> _MATERIAL PROVIDED_:
************
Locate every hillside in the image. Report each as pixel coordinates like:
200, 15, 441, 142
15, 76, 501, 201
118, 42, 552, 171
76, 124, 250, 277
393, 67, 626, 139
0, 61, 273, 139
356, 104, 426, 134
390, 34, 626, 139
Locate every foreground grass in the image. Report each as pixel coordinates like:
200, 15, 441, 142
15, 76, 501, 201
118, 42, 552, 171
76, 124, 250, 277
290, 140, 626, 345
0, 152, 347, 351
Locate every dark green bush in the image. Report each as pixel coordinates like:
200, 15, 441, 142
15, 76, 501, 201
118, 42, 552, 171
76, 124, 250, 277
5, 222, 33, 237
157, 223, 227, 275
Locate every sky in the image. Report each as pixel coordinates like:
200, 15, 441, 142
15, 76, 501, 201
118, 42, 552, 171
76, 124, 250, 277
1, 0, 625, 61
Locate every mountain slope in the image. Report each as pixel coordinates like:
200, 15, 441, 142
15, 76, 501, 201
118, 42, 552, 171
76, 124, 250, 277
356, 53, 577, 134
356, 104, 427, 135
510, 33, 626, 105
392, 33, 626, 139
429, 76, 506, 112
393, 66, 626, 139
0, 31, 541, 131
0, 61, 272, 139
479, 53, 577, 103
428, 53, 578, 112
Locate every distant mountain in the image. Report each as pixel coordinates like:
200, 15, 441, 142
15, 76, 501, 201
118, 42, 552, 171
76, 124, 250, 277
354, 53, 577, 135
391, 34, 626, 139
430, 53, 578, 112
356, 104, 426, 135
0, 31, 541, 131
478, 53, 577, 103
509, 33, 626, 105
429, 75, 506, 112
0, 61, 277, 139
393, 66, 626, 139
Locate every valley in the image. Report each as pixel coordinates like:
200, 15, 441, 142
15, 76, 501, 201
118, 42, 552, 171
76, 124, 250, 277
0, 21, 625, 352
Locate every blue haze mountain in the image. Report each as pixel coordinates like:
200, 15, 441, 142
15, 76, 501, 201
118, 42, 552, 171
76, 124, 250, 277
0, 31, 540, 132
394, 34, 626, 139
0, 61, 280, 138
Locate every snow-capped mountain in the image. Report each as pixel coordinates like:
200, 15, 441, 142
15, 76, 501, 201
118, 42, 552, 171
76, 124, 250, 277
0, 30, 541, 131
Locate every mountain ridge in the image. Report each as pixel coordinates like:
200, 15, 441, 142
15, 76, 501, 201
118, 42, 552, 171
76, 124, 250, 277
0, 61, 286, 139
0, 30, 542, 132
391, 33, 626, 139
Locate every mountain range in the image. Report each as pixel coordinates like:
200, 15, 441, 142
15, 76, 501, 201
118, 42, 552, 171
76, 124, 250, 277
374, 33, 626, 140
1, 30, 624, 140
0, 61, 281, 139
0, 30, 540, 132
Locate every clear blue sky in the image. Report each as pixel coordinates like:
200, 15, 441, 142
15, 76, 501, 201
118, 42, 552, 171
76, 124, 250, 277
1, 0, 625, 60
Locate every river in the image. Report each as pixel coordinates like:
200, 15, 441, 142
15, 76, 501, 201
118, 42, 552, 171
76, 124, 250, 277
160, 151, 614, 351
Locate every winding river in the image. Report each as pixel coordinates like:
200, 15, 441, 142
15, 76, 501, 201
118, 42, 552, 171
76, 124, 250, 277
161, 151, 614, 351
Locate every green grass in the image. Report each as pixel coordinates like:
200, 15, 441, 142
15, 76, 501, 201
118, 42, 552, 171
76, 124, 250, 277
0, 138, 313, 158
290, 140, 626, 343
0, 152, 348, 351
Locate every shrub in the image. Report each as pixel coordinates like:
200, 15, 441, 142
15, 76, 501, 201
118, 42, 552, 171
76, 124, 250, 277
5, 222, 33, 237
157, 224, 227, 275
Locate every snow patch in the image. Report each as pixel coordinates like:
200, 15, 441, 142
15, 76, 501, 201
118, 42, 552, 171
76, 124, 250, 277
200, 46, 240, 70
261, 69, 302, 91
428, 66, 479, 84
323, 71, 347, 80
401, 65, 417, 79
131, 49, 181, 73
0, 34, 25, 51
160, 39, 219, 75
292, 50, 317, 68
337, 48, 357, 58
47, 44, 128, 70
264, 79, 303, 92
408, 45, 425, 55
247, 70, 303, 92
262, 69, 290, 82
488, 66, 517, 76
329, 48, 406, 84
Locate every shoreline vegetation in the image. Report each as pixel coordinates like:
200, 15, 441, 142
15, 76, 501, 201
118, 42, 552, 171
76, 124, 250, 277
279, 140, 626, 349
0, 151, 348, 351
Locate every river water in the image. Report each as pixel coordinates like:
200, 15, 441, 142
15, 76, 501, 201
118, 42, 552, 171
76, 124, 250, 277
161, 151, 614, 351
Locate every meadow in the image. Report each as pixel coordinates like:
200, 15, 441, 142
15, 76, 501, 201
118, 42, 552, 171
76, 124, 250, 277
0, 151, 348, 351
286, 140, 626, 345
************
> _WHAT TO WORK ON_: In the entries above, identify each line that includes the string "river", then copy it.

> _TASK ANSWER_:
Locate every river in the image. Report each as pixel coordinates like:
Locate every winding river in the image. Report each as pixel coordinates like:
Locate every river water in the image. Report each as pixel coordinates like:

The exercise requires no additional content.